In March of 2020, just prior to the covid pandemic, the Grand Jury issued a report on the inadequacy of County responses to the Grand Jury’s 2018-2019 reports.

Here is that Grand Jury’s conclusion:

“The 2018-2019 Mendocino County Civil Grand Jury issued 24 recommendations requiring responses from four different County agencies or governing boards. Mendocino County Civil Grand Juries have not issued continuity reports [i.e., follow-ups] in the past 10 years. Accountability for respondents to meet the requirements of California Penal Code §933 and §933.05 has not been tracked by the Mendocino County Civil Grand Juries.”

In other words, they faulted themselves for not following-up.

For many of their 2018-2019 recommendation responses, the GJ correctly noted: “Implementation dates and/or timeframe [of corrective action or new program] not stated.” A statement that applies to much more of Mendo than just the Grand Jury reports. 

But, “Recommendation: Future Mendocino County Civil Grand Juries continue to issue annual continuity reports. No responses are required or requested. This is a public report on the procedures of the GJ in the interest of transparency.”

## [Given information]
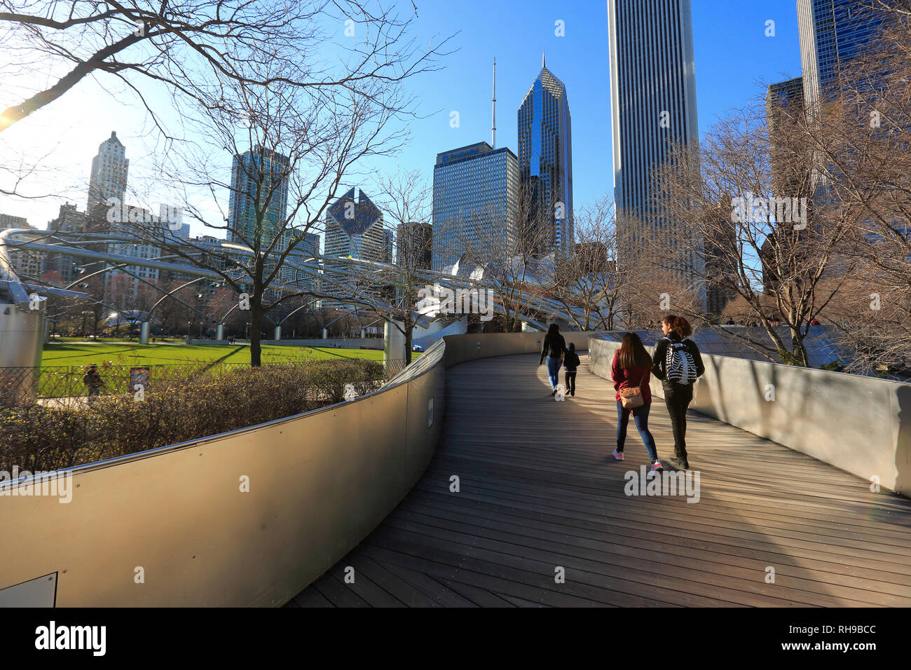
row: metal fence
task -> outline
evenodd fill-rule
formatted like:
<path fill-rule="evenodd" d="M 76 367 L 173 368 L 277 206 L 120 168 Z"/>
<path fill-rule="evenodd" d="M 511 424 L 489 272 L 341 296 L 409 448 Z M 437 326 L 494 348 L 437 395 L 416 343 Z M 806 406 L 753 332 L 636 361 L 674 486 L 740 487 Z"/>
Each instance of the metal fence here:
<path fill-rule="evenodd" d="M 262 367 L 305 366 L 322 361 L 265 363 Z M 383 366 L 378 382 L 386 382 L 404 369 L 404 360 L 376 361 Z M 199 375 L 220 376 L 250 367 L 247 363 L 184 363 L 167 365 L 98 365 L 102 386 L 98 395 L 126 394 L 141 383 L 152 390 Z M 43 367 L 0 367 L 0 406 L 12 407 L 36 402 L 66 405 L 67 399 L 88 395 L 87 366 L 46 366 Z"/>

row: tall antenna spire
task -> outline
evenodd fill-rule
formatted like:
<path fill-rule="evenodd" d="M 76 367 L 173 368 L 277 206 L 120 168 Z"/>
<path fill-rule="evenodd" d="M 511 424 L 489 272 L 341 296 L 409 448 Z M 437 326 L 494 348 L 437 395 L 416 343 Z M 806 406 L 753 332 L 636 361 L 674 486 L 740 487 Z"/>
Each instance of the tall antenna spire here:
<path fill-rule="evenodd" d="M 494 57 L 494 125 L 490 129 L 490 143 L 496 149 L 496 57 Z"/>

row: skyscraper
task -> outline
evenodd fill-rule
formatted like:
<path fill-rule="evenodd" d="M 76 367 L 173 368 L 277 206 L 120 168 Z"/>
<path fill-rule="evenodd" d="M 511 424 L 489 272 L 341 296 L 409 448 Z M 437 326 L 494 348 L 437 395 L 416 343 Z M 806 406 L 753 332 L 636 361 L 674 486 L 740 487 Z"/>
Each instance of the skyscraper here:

## [The task]
Answer these questions from the grand jury excerpt above:
(a) In what month and year did the Grand Jury issue its report on County responses?
(b) How many recommendations did the 2018-2019 jury issue, and to how many County agencies or governing boards?
(c) What does the recommendation say future juries should continue to issue?

## [Completed task]
(a) March 2020
(b) 24 recommendations, to four County agencies or governing boards
(c) Annual continuity reports